• _Instruksi A_: Sajikan ulang baris-baris daftar di bawah ini sebagai urutan bernomor tanpa baris kosong, mulai dari baris pertama daftar sampai dengan baris yang memuat "[350,60,450,219]", termasuk baris tersebut.

BLANTERVIO103

Pengarang, Kritik dan Kritikus - Wilson Nadeak

Pengarang, Kritik dan Kritikus - Wilson Nadeak
11/05/2019
Pengarang, Kritik dan Kritikus
Oleh Wilson Nadeak
Pengarang, Kritik dan Kritikus - Wilson Nadeak

SASTRADUNIA.COM | Entah karena apa, tokoh eksistensialis Sartre, Camus dan beberapa orang lainnya senang berbicara mengenai karya-karya Franz Kafka, di sebuah flat di Paris sekitar tahun empat puluhan. Kafka sendiri pada masa hidupnya merasa kecewa atas hasil karyanya. Ia merasa dirinya seorang yang malang. Menjelang ajalnya tiba ia menulis sepucuk surat kepada sahabatnya, seorang novelis yang bernama Max Brod seperti berikut, Sahabatku Max yang baik,” tulisnya, "permohonanku yang terakhir ialah supaya semua karya-karyaku sepeninggalku (apakah itu terdapat dalam bentuk buku, gambar-gambar yang terdapat di kamarku, di kantor dan di mana pun terdapat) begitu juga buku catatan, naskah-naskah serta surat-surat, yang tertinggal padaku atau pada orang lain, yang sudah siap maupun yang masih dalam bentuk naskah atau kerangka-kasar yang mungkin ada padamu, jika dapat mengambilnya atas namaku — bakar sajalah supaya jangan terbaca lagi. Yang ada pada orang lain minta saja supaya mereka bakar sendiri.” Termasuk antara naskah-naskahnya itu ialah alegori-alegori, kisah-kisah, yang berjudul "The Great Wall” ”The Castle” "The Trial” dan ”America”, Permintaan ini dipertimbangkan sahabatnya ini dengan matang. Kalau saja dituruti, maka karya-karya yang dimaksudkan di atas barangkali tidak akan masuk lagi ke dalam khazanah kesusasteraan dunia. Kafka telah menjadi kritikus-algojo bagi karya-karyanya.

• _Instruksi B_: Terjemahkan kalimat berikut dari teks tentang Franz Kafka ke dalam bahasa Inggris: "Kafka sendiri pada masa hidupnya merasa kecewa atas hasil karyanya."

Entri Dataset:

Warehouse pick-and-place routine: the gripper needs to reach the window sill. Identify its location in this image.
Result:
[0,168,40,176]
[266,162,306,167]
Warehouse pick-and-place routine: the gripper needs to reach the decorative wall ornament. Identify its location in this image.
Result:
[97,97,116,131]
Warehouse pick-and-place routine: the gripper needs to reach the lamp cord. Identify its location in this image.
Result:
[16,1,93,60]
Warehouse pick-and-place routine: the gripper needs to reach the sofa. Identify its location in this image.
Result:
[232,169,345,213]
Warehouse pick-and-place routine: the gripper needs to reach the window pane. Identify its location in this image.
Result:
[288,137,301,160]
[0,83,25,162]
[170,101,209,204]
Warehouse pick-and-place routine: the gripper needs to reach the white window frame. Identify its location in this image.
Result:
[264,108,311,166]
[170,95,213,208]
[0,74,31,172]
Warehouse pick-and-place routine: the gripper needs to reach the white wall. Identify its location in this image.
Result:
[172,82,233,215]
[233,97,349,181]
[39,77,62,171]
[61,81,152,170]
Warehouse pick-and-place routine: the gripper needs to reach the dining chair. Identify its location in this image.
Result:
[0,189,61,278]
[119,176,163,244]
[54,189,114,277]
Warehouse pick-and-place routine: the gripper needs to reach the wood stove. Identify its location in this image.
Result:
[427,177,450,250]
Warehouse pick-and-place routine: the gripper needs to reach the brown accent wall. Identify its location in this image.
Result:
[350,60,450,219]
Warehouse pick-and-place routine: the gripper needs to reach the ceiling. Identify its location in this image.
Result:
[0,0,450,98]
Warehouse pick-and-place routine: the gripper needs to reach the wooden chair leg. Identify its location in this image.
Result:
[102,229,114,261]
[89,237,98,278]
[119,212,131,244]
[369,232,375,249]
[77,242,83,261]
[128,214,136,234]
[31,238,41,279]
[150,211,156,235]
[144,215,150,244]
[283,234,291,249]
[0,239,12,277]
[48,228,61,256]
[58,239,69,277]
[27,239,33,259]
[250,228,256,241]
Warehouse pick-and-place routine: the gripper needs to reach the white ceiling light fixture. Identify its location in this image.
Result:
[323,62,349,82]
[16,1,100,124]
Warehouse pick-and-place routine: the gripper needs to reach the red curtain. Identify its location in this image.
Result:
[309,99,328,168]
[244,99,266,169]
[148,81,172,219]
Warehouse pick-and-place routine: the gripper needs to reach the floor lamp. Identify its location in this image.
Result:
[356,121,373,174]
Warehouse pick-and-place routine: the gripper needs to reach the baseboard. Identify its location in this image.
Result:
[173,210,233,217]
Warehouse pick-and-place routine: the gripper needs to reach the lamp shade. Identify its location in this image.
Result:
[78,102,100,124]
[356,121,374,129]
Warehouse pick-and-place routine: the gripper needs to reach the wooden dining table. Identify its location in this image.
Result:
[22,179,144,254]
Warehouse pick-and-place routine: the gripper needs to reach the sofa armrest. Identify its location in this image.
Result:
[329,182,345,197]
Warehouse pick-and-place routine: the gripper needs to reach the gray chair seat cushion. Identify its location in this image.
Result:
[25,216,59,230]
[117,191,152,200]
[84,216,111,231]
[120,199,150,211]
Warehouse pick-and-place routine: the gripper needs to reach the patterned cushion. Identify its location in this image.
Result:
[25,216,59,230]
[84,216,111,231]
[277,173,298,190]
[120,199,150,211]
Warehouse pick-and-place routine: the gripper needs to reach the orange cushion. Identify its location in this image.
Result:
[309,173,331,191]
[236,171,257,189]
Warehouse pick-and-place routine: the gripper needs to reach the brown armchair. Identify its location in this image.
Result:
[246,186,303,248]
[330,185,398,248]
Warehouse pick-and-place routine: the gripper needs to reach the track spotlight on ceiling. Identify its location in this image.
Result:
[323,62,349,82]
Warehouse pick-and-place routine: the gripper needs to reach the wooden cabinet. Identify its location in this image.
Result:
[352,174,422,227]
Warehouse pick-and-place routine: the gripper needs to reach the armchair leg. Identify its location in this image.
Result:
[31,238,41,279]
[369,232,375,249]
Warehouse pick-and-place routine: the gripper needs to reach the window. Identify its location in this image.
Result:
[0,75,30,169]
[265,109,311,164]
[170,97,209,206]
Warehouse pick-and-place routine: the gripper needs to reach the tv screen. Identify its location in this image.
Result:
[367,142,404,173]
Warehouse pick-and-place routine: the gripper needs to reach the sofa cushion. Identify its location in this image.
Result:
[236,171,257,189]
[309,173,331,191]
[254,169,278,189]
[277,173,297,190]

• _Pembahasan Jawaban A_:
1. Warehouse pick-and-place routine: the gripper needs to reach the window sill. Identify its location in this image.
2. Result:
3. [0,168,40,176]
4. [266,162,306,167]
5. Warehouse pick-and-place routine: the gripper needs to reach the decorative wall ornament. Identify its location in this image.
6. Result:
7. [97,97,116,131]
8. Warehouse pick-and-place routine: the gripper needs to reach the lamp cord. Identify its location in this image.
9. Result:
10. [16,1,93,60]
11. Warehouse pick-and-place routine: the gripper needs to reach the sofa. Identify its location in this image.
12. Result:
13. [232,169,345,213]
14. Warehouse pick-and-place routine: the gripper needs to reach the window pane. Identify its location in this image.
15. Result:
16. [288,137,301,160]
17. [0,83,25,162]
18. [170,101,209,204]
19. Warehouse pick-and-place routine: the gripper needs to reach the white window frame. Identify its location in this image.
20. Result:
21. [264,108,311,166]
22. [170,95,213,208]
23. [0,74,31,172]
24. Warehouse pick-and-place routine: the gripper needs to reach the white wall. Identify its location in this image.
25. Result:
26. [172,82,233,215]
27. [233,97,349,181]
28. [39,77,62,171]
29. [61,81,152,170]
30. Warehouse pick-and-place routine: the gripper needs to reach the dining chair. Identify its location in this image.
31. Result:
32. [0,189,61,278]
33. [119,176,163,244]
34. [54,189,114,277]
35. Warehouse pick-and-place routine: the gripper needs to reach the wood stove. Identify its location in this image.
36. Result:
37. [427,177,450,250]
38. Warehouse pick-and-place routine: the gripper needs to reach the brown accent wall. Identify its location in this image.
39. Result:
40. [350,60,450,219]

• _Pembahasan Jawaban B_: During his lifetime, Kafka himself felt disappointed with his work.